*Dataset entries*:
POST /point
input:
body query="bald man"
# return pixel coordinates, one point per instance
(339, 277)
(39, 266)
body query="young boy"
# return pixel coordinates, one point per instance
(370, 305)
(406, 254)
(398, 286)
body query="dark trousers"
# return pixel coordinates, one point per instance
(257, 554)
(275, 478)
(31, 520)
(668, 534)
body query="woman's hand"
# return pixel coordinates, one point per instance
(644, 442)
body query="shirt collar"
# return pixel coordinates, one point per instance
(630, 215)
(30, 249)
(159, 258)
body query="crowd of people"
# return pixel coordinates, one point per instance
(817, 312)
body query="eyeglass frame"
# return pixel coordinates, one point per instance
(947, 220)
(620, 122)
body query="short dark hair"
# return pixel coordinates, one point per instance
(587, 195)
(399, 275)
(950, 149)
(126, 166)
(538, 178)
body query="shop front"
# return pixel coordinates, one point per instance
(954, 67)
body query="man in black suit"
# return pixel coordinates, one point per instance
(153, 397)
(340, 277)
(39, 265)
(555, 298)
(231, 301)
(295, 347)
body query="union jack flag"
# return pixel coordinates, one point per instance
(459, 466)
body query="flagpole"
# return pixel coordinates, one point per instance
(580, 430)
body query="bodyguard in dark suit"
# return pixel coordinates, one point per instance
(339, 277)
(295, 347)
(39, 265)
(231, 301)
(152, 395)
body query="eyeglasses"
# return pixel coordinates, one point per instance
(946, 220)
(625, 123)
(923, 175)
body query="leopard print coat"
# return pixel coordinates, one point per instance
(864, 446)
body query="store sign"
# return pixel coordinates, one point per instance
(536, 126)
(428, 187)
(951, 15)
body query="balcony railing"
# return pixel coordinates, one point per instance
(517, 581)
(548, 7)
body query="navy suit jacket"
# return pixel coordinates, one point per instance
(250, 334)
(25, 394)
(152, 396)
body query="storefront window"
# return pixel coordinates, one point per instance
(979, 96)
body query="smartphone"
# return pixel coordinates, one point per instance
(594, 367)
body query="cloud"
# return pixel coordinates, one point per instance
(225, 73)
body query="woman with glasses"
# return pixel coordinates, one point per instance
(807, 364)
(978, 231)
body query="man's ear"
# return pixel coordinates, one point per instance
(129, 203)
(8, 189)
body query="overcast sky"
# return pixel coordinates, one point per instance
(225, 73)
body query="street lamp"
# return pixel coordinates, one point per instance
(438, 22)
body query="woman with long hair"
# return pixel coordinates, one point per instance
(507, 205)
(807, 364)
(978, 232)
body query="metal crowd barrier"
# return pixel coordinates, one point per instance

*What you have to do*:
When you reach this point, go back and write out each record above exactly.

*Answer to this problem*:
POST /point
input:
body query="bald man"
# return pixel coordinates, one point per instance
(339, 277)
(39, 266)
body query="young boy"
# return pixel coordinates, one point per instance
(370, 305)
(406, 254)
(398, 286)
body query="dark trousers"
# return pixel coordinates, one point per instance
(257, 554)
(275, 478)
(31, 520)
(668, 534)
body query="woman's hand"
# return pixel coordinates, one point per instance
(644, 442)
body query="shirt collar"
# return pixel coordinates, one point per instance
(630, 215)
(30, 249)
(159, 258)
body query="crowd of people"
# return pixel coordinates, one point per instance
(817, 312)
body query="eyeglass frame"
# return pixel coordinates, one point per instance
(947, 220)
(620, 122)
body query="short dark hair"
# return pixel coordinates, one point per instance
(587, 195)
(399, 275)
(950, 149)
(126, 166)
(538, 178)
body query="shop front"
# return pixel coordinates, one point per instance
(954, 67)
body query="man in black suit"
# return pixel coordinates, one point per instance
(153, 397)
(340, 277)
(39, 265)
(555, 298)
(231, 301)
(295, 347)
body query="union jack flag"
# return pixel coordinates, one point per instance
(459, 466)
body query="flagpole"
# return pixel coordinates, one point per instance
(580, 430)
body query="bodyguard in dark suit"
# return pixel coordinates, one point per instance
(339, 277)
(295, 347)
(39, 265)
(231, 301)
(152, 395)
body query="eyeglasses"
# return pixel coordinates, one point per instance
(946, 220)
(625, 123)
(923, 175)
body query="leopard print coat"
# return pixel coordinates, one point per instance
(864, 446)
body query="store sign"
# return pixel coordinates, one point per instance
(536, 126)
(428, 187)
(951, 15)
body query="balcony railing"
# return pixel coordinates, one point per instance
(517, 581)
(548, 7)
body query="navy suit jacket"
# return pixel coordinates, one point per instance
(250, 334)
(25, 394)
(152, 396)
body query="storefront window"
# return pixel coordinates, one point per instance
(979, 96)
body query="smartphone"
# return pixel coordinates, one point per instance
(594, 367)
body query="cloud"
# return pixel coordinates, one point per instance
(225, 73)
body query="woman with glasses"
# return pixel coordinates, one point per instance
(807, 364)
(978, 231)
body query="man's ear"
# return pixel coordinates, one point per instance
(129, 203)
(8, 189)
body query="overcast sky"
# return pixel coordinates, one point per instance
(225, 73)
body query="street lamp"
# return pixel coordinates, one point per instance
(438, 22)
body query="woman with long hair"
# return pixel coordinates, one point per instance
(507, 205)
(807, 364)
(978, 232)
body query="metal crowd barrier"
# return pixel coordinates, one point per instance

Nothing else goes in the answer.